[Data listing]
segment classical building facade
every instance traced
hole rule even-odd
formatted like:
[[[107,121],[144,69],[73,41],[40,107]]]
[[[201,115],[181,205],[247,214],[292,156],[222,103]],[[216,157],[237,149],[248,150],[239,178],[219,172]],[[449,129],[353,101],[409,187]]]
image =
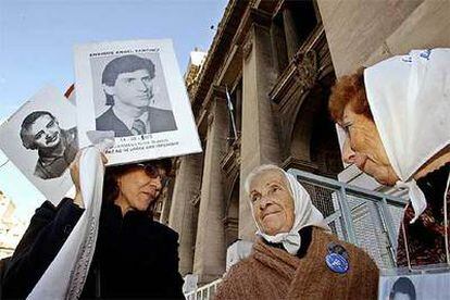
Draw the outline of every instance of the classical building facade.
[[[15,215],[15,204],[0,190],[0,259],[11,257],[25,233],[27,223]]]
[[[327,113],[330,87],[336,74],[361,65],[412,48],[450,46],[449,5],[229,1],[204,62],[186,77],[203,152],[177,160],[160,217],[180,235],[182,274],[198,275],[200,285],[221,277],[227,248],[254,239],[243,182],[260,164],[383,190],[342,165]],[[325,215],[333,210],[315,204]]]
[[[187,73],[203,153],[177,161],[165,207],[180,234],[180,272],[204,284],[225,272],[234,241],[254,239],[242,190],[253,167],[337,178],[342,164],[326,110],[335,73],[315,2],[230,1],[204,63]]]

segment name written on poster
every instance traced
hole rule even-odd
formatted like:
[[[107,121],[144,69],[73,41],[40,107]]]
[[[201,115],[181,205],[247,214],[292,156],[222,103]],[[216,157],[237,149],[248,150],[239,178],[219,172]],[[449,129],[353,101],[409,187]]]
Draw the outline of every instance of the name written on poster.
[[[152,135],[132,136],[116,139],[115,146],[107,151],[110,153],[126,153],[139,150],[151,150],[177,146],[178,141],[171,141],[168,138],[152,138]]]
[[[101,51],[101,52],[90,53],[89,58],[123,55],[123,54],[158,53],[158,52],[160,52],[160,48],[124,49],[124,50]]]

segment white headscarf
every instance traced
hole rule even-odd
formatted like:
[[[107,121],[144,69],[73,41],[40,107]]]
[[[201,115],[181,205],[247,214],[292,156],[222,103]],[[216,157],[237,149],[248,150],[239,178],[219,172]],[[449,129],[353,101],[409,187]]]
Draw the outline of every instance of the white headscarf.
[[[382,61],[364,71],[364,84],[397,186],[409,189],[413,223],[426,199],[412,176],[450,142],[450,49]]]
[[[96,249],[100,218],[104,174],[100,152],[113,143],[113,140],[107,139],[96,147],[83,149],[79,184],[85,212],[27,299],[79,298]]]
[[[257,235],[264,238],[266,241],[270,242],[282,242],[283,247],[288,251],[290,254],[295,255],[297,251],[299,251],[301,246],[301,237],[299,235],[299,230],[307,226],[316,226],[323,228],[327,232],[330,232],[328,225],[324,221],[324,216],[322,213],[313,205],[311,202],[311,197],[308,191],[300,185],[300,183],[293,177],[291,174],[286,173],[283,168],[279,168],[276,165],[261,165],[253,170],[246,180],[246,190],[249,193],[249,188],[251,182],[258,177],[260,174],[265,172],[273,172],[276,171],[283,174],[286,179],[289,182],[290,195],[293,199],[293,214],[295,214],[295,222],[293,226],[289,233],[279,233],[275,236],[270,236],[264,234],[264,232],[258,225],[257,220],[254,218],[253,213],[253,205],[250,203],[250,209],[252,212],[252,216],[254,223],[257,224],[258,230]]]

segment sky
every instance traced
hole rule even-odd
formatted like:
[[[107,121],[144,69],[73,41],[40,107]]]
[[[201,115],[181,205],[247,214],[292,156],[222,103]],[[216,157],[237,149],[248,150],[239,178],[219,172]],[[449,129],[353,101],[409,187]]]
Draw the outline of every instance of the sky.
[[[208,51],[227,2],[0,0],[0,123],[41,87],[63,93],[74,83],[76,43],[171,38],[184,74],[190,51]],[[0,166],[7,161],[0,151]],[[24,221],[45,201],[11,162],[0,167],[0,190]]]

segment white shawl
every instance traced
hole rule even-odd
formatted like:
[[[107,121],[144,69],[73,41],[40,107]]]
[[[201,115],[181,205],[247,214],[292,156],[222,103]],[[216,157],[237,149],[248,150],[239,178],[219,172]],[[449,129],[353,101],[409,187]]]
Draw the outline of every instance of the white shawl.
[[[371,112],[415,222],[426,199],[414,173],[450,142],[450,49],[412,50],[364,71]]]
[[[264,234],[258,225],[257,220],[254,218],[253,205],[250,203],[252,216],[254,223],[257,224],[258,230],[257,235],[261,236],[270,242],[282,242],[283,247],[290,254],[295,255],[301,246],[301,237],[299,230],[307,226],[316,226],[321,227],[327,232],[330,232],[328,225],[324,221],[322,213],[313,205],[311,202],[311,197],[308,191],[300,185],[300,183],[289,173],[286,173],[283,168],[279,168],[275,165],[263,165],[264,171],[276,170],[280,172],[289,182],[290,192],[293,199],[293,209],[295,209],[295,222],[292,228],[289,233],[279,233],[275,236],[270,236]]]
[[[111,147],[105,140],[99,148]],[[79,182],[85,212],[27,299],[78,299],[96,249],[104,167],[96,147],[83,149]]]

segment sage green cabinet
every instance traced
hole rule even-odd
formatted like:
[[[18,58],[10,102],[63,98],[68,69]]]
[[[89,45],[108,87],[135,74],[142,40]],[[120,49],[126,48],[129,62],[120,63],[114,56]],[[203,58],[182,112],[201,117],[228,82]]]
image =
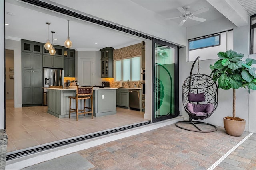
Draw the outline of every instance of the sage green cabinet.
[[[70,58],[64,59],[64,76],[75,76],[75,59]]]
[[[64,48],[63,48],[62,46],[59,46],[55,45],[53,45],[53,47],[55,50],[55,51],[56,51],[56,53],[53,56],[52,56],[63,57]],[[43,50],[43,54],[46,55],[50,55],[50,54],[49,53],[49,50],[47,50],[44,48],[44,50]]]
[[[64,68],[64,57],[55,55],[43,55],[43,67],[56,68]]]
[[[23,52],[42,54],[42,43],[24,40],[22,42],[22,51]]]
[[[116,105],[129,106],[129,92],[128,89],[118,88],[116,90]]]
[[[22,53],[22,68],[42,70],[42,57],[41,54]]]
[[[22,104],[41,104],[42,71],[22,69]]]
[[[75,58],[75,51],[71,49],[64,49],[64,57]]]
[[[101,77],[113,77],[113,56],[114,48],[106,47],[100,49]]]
...
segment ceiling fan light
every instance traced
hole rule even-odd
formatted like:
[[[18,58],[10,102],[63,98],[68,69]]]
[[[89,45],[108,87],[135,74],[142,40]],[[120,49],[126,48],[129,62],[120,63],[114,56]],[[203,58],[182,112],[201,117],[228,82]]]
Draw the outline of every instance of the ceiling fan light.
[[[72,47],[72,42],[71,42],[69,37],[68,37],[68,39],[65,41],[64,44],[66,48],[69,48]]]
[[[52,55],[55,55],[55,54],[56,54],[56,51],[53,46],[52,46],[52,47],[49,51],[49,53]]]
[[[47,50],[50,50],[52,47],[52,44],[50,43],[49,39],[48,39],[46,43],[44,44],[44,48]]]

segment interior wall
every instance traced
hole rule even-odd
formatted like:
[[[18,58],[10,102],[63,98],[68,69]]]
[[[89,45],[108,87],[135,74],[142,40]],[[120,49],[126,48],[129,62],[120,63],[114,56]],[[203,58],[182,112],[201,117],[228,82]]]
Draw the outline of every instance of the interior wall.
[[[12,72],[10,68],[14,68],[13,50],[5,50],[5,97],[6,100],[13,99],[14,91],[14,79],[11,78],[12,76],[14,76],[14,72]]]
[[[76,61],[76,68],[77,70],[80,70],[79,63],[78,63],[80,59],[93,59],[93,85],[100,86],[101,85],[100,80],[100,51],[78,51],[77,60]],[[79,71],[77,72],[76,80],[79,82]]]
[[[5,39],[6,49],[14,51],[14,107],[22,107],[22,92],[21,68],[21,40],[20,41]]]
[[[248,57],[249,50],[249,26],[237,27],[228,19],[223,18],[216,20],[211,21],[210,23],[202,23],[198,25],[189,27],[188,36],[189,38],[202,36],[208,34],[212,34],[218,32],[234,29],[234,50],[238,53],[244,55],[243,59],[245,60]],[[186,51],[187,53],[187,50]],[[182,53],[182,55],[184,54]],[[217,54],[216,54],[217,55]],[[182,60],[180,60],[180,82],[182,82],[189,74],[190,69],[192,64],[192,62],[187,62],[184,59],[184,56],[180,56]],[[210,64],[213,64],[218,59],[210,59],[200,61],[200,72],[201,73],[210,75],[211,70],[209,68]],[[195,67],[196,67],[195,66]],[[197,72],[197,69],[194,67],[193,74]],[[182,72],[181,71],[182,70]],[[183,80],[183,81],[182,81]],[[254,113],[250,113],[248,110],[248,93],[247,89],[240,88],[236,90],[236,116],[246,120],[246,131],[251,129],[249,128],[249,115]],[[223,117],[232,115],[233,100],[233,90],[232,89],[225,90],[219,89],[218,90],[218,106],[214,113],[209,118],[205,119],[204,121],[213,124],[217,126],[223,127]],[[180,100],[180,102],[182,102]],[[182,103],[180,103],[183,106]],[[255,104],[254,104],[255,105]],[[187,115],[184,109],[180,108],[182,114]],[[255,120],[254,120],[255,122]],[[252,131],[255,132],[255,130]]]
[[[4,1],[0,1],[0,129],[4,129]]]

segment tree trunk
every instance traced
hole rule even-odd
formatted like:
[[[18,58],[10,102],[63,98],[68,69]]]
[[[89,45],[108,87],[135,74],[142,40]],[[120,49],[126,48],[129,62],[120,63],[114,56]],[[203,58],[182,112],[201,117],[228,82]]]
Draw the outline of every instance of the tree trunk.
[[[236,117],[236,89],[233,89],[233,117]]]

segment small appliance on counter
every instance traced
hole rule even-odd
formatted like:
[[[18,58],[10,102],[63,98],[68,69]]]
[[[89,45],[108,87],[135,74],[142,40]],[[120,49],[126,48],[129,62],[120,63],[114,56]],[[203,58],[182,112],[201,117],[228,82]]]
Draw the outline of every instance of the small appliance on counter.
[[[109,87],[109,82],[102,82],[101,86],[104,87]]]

INSTRUCTIONS TO FOLLOW: Copy the entries again, starting with the line that contains "segment tree trunk" and going on through the line that contains "[[[109,87],[109,82],[102,82],[101,86],[104,87]]]", and reproduce only those lines with every line kept. Raise each coordinate in the answer outlines by 142, and leave the format samples and all other text unchanged.

REPLY TO THE TASK:
segment tree trunk
every instance traced
hole rule even-odd
formatted like:
[[[18,58],[10,102],[63,98],[68,69]]]
[[[89,45],[108,87],[135,74],[142,40]],[[120,49],[126,48],[129,62],[120,63],[114,56]],[[203,58],[182,112],[201,117],[228,82]]]
Draw the outline of every instance of the tree trunk.
[[[378,259],[378,231],[375,231],[375,259]]]

segment small appliance on counter
every instance traced
hole rule even-odd
formatted like:
[[[18,58],[10,102],[63,98],[68,69]]]
[[[89,45],[108,87],[135,74],[142,40]],[[120,49],[126,48],[129,62],[120,63],[114,56]],[[203,58],[182,112],[201,117],[228,82]]]
Draw the outline of every instance of the small appliance on counter.
[[[251,229],[251,224],[244,224],[243,228],[246,229]]]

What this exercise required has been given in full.